LISTA DE ACTIVIDADES ::
**A)** Según el texto sobre los desahucios, ¿quién está obligado a proporcionar una vivienda digna y adecuada a los españoles que no pueden obtenerla por sus medios?
**B)** Resume en dos oraciones el texto sobre los desahucios, por favor.

━━━━━ TEXTO SELECCIONADO

La respuesta al derecho a una vivienda no puede encontrarse en prohibir los desahucios, sino en que las administraciones públicas cumplan sus obligaciones de facilitar de forma inmediata a aquellas familias sin capacidad económica a las que se vaya a desahuciar una solución habitacional, sea cual sea esta, o bien subvencionar su alquiler hasta que su produzca el arreglo definitivo.

Es el Gobierno el obligado a proporcionar a aquellos españoles que no pueden obtenerla por sus medios, esa vivienda digna y adecuada que determina la Constitución, y a repercutir este coste social entre todos los contribuyentes según su capacidad económica, es decir, mediante impuestos. No parece muy equitativo, más bien una pura lotería, que tenga que ser el arrendador respectivo quien deba asumir la carga social destinada a paliar el deterioro en la posición social o económica de su inquilino. Es como si el médico o el maestro debieran atender gratuitamente y a su costa (y no a la del Estado) a las familias en riesgo de exclusión social, o los tenderos y comerciantes de todo tipo hubieran de suministrar todos sus productos sin contrapartida a las familias socialmente vulnerables. Una cosa es la caridad y otra la justicia.

━━━━━━━━━━
━━━━━ ENTRADAS MOSTRADAS

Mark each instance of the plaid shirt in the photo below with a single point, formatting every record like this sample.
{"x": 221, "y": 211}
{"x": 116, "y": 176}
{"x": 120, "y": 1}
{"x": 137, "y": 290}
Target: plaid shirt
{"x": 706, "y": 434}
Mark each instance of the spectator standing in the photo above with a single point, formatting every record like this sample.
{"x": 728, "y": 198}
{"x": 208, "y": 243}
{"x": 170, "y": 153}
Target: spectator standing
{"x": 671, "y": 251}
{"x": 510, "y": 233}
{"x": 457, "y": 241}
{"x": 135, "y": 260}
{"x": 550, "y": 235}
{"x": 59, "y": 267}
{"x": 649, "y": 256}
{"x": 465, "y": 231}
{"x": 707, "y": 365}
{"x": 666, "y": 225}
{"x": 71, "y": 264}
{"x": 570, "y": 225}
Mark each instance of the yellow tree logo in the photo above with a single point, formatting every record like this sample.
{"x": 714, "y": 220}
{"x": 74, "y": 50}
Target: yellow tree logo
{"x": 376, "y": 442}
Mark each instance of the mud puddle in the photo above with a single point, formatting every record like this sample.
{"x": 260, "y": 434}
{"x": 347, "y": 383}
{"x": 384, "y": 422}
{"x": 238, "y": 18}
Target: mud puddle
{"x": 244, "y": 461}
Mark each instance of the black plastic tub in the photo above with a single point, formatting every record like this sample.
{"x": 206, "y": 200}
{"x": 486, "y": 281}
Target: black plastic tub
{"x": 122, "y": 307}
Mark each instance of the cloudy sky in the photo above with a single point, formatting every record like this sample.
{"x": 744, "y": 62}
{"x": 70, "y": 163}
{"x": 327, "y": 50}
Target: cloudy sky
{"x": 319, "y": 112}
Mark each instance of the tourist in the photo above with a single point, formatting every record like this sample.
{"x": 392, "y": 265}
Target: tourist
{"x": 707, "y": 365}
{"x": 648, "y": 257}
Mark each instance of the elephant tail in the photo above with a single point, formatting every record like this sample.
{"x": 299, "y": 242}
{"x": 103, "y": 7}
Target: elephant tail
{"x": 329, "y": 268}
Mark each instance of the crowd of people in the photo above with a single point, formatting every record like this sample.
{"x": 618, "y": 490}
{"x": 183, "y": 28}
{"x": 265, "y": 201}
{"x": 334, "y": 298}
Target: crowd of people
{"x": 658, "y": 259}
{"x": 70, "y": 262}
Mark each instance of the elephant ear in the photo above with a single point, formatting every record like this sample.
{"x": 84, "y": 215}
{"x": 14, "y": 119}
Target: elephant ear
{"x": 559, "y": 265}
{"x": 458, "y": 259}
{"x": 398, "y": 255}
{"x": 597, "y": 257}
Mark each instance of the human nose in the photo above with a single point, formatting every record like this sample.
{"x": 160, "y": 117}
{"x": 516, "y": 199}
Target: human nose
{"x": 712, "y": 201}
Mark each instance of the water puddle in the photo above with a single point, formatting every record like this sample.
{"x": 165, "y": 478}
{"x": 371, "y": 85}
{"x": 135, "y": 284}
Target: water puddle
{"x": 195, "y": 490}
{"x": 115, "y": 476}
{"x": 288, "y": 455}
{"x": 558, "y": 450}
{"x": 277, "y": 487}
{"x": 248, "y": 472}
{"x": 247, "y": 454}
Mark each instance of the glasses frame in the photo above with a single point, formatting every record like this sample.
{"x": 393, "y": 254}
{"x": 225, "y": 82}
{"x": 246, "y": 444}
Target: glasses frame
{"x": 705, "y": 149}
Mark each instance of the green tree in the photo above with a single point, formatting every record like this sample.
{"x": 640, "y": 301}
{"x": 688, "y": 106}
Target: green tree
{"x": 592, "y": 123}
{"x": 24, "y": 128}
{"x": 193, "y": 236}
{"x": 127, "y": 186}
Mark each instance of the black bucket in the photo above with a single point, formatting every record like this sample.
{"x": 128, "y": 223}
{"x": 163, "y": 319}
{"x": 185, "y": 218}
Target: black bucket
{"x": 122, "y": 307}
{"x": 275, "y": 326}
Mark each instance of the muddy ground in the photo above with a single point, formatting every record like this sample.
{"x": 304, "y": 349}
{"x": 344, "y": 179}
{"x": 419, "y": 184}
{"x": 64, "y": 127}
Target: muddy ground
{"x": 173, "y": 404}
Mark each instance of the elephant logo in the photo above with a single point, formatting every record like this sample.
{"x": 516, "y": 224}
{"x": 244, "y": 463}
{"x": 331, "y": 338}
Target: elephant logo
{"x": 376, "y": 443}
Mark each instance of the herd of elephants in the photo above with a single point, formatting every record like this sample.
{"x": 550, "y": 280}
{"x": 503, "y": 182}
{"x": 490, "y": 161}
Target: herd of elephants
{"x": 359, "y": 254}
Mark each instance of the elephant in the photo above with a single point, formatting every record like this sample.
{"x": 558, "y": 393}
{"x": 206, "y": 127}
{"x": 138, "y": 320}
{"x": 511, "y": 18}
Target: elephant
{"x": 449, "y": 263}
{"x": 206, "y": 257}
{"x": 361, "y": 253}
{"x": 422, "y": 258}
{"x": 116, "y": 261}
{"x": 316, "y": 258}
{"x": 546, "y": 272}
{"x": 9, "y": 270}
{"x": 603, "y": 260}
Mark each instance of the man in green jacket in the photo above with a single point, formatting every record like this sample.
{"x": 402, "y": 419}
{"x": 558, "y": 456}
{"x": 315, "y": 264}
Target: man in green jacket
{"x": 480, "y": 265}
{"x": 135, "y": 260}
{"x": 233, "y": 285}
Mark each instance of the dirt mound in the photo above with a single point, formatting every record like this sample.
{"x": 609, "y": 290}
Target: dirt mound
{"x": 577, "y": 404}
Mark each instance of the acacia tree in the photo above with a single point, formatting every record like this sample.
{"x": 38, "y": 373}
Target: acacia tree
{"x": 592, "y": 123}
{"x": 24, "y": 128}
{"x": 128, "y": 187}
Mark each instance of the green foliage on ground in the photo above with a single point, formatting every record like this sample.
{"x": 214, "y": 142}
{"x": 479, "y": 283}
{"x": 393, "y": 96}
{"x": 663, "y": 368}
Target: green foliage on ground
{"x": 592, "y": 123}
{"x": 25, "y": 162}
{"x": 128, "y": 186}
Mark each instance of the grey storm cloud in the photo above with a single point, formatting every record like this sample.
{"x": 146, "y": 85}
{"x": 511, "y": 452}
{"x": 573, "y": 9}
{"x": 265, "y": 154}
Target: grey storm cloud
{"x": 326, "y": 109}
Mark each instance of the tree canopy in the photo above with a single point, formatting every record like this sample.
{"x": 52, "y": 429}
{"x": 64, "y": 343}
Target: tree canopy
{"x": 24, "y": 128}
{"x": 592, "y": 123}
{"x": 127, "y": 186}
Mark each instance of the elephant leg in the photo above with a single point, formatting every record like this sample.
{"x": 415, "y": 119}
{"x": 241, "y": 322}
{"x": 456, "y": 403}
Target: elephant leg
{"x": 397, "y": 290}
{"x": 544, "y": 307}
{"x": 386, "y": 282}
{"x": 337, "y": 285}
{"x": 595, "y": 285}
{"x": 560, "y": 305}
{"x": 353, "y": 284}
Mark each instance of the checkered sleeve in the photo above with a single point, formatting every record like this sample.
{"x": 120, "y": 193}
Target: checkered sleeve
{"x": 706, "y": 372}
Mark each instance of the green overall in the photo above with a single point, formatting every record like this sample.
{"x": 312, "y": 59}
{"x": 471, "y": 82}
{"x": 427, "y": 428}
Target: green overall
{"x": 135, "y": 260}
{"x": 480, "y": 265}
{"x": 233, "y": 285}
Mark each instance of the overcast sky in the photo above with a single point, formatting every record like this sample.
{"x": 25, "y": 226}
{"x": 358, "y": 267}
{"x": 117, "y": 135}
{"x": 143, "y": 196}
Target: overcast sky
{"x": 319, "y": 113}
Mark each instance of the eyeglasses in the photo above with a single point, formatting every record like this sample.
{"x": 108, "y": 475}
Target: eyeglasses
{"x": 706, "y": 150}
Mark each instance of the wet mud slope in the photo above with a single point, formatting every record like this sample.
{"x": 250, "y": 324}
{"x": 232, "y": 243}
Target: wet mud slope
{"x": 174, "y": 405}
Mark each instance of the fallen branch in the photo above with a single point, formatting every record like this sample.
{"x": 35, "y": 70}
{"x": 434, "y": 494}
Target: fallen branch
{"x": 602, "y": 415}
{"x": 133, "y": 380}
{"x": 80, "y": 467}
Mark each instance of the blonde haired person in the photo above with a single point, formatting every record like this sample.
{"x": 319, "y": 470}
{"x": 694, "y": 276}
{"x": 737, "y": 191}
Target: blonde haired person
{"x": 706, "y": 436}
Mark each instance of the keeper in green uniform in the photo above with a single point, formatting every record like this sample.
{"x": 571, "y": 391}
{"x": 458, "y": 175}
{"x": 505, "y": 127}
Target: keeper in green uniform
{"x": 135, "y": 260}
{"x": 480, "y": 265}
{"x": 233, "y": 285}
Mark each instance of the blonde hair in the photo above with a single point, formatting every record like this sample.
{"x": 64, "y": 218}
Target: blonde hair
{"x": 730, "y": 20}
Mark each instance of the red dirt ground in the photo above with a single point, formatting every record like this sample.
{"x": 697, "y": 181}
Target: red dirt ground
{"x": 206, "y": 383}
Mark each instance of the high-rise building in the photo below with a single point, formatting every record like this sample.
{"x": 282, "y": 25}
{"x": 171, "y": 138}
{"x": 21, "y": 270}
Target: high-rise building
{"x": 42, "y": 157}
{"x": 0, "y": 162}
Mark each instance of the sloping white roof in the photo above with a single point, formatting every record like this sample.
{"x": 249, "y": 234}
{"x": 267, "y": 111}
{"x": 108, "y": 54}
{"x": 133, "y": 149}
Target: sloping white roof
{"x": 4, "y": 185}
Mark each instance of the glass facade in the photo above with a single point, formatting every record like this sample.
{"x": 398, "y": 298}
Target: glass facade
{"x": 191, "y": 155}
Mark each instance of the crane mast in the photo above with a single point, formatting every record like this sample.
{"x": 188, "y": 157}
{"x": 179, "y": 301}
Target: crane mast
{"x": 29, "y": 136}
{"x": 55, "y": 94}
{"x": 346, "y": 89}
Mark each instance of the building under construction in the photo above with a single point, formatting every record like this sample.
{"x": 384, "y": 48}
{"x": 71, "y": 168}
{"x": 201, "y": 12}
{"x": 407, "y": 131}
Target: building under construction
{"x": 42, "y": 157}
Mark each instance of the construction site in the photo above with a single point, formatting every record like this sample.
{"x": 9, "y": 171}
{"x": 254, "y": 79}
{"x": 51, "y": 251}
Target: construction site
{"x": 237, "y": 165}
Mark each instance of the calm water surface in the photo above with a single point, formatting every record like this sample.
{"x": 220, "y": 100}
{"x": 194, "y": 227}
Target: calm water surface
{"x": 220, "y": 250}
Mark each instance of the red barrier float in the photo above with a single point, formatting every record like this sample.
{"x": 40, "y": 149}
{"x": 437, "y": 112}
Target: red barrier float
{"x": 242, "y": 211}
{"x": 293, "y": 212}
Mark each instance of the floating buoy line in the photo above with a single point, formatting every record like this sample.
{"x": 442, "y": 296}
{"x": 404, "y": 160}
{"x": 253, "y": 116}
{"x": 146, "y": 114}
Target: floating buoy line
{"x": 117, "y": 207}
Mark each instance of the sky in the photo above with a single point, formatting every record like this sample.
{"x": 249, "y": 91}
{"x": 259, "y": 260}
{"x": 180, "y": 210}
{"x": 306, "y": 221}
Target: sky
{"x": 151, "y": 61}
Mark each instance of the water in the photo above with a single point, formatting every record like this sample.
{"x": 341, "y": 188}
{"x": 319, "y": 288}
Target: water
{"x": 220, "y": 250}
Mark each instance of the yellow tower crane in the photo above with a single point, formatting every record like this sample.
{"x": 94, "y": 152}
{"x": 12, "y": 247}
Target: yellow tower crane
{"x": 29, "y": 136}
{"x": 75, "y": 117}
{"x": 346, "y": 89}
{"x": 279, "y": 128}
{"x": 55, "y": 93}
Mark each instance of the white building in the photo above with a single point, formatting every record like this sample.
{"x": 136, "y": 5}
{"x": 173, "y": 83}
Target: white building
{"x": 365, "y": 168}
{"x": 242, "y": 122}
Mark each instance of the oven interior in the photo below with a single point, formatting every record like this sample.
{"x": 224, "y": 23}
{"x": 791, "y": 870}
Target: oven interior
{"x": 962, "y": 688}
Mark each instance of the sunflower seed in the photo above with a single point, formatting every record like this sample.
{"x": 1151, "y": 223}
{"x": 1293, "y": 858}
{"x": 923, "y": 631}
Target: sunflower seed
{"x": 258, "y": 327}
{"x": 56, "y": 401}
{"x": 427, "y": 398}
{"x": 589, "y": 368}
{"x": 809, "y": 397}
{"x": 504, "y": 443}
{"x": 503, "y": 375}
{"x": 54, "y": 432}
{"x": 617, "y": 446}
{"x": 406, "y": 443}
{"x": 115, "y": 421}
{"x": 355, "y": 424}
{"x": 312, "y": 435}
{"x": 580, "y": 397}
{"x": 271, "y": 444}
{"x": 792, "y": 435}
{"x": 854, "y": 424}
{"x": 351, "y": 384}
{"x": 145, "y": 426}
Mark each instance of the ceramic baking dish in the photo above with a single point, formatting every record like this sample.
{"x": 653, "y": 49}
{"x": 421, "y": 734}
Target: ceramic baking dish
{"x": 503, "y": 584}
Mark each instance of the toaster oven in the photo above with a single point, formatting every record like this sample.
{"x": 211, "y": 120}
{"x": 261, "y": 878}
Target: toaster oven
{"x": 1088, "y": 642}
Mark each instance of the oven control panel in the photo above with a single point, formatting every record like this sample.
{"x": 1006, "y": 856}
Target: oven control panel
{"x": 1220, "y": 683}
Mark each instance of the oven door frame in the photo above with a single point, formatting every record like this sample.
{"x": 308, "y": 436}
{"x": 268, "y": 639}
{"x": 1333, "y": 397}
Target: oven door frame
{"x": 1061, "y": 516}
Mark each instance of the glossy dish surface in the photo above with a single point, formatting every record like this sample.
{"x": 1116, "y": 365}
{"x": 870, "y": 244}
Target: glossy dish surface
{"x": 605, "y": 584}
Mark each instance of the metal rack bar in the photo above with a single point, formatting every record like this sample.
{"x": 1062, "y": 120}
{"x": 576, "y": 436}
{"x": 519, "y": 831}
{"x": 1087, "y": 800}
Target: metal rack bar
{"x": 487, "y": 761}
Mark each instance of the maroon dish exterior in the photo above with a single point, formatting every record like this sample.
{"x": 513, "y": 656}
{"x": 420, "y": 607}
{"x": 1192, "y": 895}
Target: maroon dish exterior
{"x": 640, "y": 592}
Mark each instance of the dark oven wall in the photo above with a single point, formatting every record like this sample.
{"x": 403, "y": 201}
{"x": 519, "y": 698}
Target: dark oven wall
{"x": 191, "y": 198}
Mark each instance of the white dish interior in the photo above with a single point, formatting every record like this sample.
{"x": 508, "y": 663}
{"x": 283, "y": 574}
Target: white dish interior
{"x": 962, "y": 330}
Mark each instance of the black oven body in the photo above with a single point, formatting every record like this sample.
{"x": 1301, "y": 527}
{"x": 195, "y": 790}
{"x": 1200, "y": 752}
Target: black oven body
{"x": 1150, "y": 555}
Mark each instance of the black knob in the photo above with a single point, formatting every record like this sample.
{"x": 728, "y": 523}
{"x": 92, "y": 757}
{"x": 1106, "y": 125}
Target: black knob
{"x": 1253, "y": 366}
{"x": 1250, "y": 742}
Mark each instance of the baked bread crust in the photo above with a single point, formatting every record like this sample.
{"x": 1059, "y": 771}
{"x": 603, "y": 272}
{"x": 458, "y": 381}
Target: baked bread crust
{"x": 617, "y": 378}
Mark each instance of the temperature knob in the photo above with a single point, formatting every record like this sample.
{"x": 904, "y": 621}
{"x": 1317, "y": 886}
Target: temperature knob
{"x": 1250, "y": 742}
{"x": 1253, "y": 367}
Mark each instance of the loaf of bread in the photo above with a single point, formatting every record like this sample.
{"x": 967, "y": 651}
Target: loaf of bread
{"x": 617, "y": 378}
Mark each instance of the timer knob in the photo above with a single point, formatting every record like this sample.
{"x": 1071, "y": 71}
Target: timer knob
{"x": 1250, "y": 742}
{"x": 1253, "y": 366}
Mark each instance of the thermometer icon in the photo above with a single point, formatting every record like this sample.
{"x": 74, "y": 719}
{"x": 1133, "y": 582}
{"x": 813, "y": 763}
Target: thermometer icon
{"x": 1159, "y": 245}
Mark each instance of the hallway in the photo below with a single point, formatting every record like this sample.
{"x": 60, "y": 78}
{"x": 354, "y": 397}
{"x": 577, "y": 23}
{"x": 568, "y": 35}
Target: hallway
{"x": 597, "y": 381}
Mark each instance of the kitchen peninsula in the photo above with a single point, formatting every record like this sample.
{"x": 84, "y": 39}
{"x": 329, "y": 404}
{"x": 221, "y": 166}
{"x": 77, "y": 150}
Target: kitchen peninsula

━━━━━━━━━━

RESPUESTAS POR TAREA ::
**A)** El Gobierno, repartiendo ese coste social entre todos los contribuyentes mediante impuestos.

**B)** La solución al derecho a la vivienda no está en prohibir los desahucios, sino en que las administraciones públicas ofrezcan de inmediato una solución habitacional a las familias sin capacidad económica o les subvencionen el alquiler. Corresponde al Gobierno asumir ese coste mediante impuestos, y no resulta equitativo que el arrendador cargue con él, pues una cosa es la caridad y otra la justicia.